WRITTEN TASKS:
1: In the Timberwolves blog post, copy everything from "My thoughts exactly." down to "more micro-level, Basketball.", swapping "guru" for "expert".
2: Extend the Timberwolves blog post past its final sentence.
━━ TEXT SECTION
Category Archives: Fan Life

A preview to my NBA preview: The fates have decided this won’t end the way I want. But you know what? I’m okay with it.

My thoughts exactly.

As The Couchletes’ resident NBA guru, I’ve been tasked with providing a little content to whet your appetite before the real games begin. Before I get there though, I wanted to deliver a preview to my preview. First, I should explain two important elements that have not only shaped my overall view of sports, but more importantly for this post and on a more micro-level, Basketball.

First, I am a fan of Minnesota sports. This fact alone puts me in rarefied air. Only fans of all Cleveland sports and those who root for the Buffalo Bills can even begin to lay claim to a more miserable sports existence. Whether it’s the Vikings, all University of Minnesota athletics, losing the North Stars to Dallas (only to see them win the Stanley Cup a few years later), the early retirement and death of Kirby Puckett, or pretty much the entire existence of my beloved Timberwolves I’m accustomed to disappointment and heartache. To be sure, there are years when it seems like something different could happen. But when those rare times come along, those times when it feels like the stars could finally align, I can rest easy because fate, I know has other plans. Plans that mean something especially horrendous is in the works. When this happens a lot of fun is had trying to imagine what that horrendous thing could be. Trust me though, it’s always so much worse (Brett Favre anyone?).

Second, I have a non-sexual man crush on Ricky Rubio that at times veers dangerously close to being non non-sexual. Of course, this second fact fits perfectly like a pair of Russian nesting dolls with point number one. I am used to disappointment. As a fan of Minnesota sports, I am not allowed to have nice things.

I mention these because I thought the demise of Ricky Rubio’s ACL last year would have taken care of point number one this season. How could we be good without our dear Spanish Unicorn? But then a funny thing started to happen. The Timberwolves front office, long whipping boy of the NBA’s elite pundits, turned intelligent. They dumped below-average players like Darko! Michael Beasley, Anothony Randolph, and Anthony Tolliver. They traded for 3-point specialist Chase Budinger and do-shit specialist Donte Cunngingham to serve as front-line back ups.

Never a team to engage in free agent spending, they went outside their comfort zone and signed a possibly rejuvenated Brandon Roy out of retirement and a possibly rejuvenated Andrei Kirilenko out of Russia. Joining him from the former iron curtain would also be his CSKA Moscow/Russian National Team teammate and floppy haired muppet Alexey Shved.

I mention all this because up until a few days ago this team was a mid-seed playoff team at worst (even with Rubio out until the end of December) and a team that could actually scare title contenders like the Thunder and Lakers at best. I mention a few days ago this was possible because a few days ago Kevin Love hadn’t broken his hand doing knuckle push-ups.
━━━━
━━ SUPPLIED RECORDS
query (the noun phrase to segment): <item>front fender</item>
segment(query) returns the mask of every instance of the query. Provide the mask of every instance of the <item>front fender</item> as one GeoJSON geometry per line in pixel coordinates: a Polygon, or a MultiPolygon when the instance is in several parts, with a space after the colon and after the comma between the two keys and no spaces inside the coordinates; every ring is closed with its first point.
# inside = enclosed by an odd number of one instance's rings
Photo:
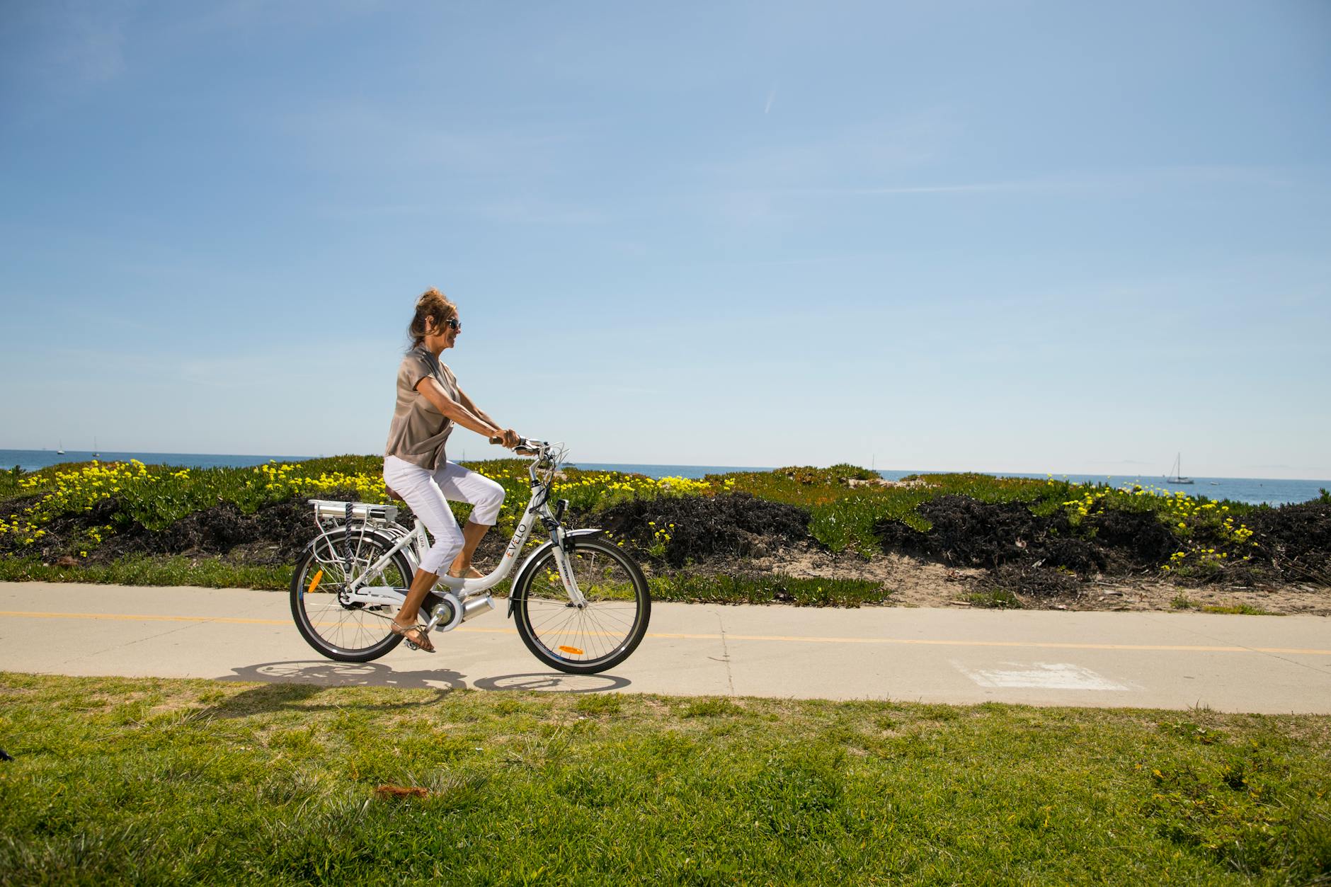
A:
{"type": "MultiPolygon", "coordinates": [[[[604,533],[604,530],[602,530],[602,529],[568,530],[567,533],[564,533],[564,550],[571,551],[571,550],[576,549],[578,547],[578,539],[586,539],[586,538],[590,538],[590,537],[594,537],[594,535],[600,535],[602,533],[604,533]]],[[[510,619],[512,618],[512,602],[518,597],[515,594],[516,590],[522,587],[522,583],[527,578],[527,574],[536,569],[536,561],[540,559],[540,555],[543,555],[546,551],[548,551],[552,547],[555,547],[554,542],[546,542],[540,547],[538,547],[535,551],[532,551],[531,554],[528,554],[527,559],[522,562],[522,567],[518,569],[518,575],[514,577],[512,585],[508,586],[510,591],[508,591],[508,615],[507,615],[507,618],[510,618],[510,619]]]]}

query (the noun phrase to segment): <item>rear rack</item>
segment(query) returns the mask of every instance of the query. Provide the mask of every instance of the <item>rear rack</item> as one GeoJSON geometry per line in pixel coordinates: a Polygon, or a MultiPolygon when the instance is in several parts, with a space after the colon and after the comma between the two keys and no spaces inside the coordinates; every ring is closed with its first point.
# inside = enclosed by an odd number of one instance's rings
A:
{"type": "Polygon", "coordinates": [[[398,506],[374,505],[371,502],[339,502],[338,499],[307,499],[314,506],[315,518],[341,521],[385,521],[398,519],[398,506]]]}

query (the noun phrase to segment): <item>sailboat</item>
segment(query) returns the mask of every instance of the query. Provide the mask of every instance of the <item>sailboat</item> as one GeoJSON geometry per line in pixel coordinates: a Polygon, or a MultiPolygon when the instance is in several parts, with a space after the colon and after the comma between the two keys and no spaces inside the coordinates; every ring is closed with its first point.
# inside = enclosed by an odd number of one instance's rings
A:
{"type": "Polygon", "coordinates": [[[1166,483],[1193,483],[1193,478],[1183,477],[1181,469],[1183,467],[1183,454],[1179,453],[1174,457],[1174,467],[1170,469],[1169,477],[1165,478],[1166,483]]]}

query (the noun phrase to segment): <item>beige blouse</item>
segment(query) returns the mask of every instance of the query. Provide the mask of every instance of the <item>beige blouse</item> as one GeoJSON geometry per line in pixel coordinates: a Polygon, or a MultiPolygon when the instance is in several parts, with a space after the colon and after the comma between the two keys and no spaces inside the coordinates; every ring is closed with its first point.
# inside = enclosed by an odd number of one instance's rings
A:
{"type": "Polygon", "coordinates": [[[398,366],[398,402],[393,408],[389,425],[389,444],[385,455],[435,470],[445,462],[443,446],[453,433],[453,420],[434,408],[417,382],[433,376],[453,400],[458,400],[458,378],[439,358],[418,345],[407,352],[398,366]]]}

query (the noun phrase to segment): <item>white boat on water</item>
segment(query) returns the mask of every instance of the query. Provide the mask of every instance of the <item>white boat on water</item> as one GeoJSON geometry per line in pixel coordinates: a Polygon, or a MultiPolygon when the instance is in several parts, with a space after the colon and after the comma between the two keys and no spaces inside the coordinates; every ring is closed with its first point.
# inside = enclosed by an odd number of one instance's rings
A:
{"type": "Polygon", "coordinates": [[[1174,457],[1174,467],[1170,469],[1170,473],[1169,473],[1169,475],[1166,475],[1165,482],[1166,483],[1194,483],[1193,478],[1183,477],[1182,467],[1183,467],[1183,454],[1179,453],[1178,455],[1174,457]]]}

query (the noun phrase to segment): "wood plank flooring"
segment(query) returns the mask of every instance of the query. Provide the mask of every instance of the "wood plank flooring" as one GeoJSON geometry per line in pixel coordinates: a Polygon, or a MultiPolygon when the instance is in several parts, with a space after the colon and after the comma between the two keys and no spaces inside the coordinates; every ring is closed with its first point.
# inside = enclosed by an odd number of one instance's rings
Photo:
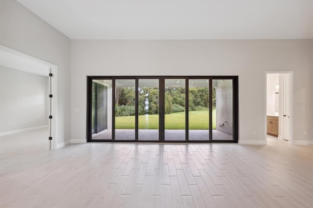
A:
{"type": "Polygon", "coordinates": [[[312,208],[313,146],[0,137],[0,207],[312,208]]]}

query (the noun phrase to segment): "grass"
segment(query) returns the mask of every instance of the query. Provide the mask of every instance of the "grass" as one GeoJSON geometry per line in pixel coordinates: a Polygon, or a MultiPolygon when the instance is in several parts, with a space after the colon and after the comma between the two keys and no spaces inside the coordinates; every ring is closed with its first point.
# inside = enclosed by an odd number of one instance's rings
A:
{"type": "MultiPolygon", "coordinates": [[[[216,128],[215,110],[213,110],[213,129],[216,128]]],[[[158,129],[158,115],[138,116],[139,128],[140,129],[158,129]]],[[[135,128],[134,116],[115,117],[115,128],[134,129],[135,128]]],[[[189,111],[189,129],[208,129],[209,111],[189,111]]],[[[184,129],[185,112],[173,113],[165,115],[166,129],[184,129]]]]}

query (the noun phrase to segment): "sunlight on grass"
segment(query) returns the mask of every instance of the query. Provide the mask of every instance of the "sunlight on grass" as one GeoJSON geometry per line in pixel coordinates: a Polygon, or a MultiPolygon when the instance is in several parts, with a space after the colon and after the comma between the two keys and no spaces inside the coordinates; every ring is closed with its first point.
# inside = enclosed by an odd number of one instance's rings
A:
━━━━
OUTPUTS IN ORDER:
1:
My thoughts exactly.

As The Couchletes’ resident NBA expert, I’ve been tasked with providing a little content to whet your appetite before the real games begin. Before I get there though, I wanted to deliver a preview to my preview. First, I should explain two important elements that have not only shaped my overall view of sports, but more importantly for this post and on a more micro-level, Basketball.

2:
Can the Timberwolves make the playoffs without the best power forward in the league for the first month? More than likely yes. Their November schedule is easy enough and the rest of the roster talented enough that they can probably put together a .500 record. If they can do that, they should be fine. But this is beside the point. Because if I’m being honest, it really doesn’t matter. Not in the NBA.

You see, because unlike the NFL or MLB where literally anything can happen once you reach the post-season (just ask St. Louis) the NBA is built solidly upon a hierarchy, a veritable glass ceiling that all but a few teams in a given season cannot hope to break.

So, unless you’re fans of the Oklahoma City Thunder, Los Angeles Lakers, or Miami Heat you might as well start relaxing right now and just focus on enjoying quality basketball because your team ain’t winning shit.

More than any other league, being a fan of NBA basketball means you engage in the Sisyphean task of hope and despair every season. Why? Because maybe sometime your team will be bad enough so you can draft a Kevin Durant or, global warming will turn your city into a place full of nice weather and beautiful women. But if you don’t live in a beautiful location and you can’t draft a well-balanced superstar with zero ego than you’re pretty much out of luck. Enjoy pushing that boulder this season, who knows, maybe you’ll actually get it to the top this time… oh wait, I know… you won’t.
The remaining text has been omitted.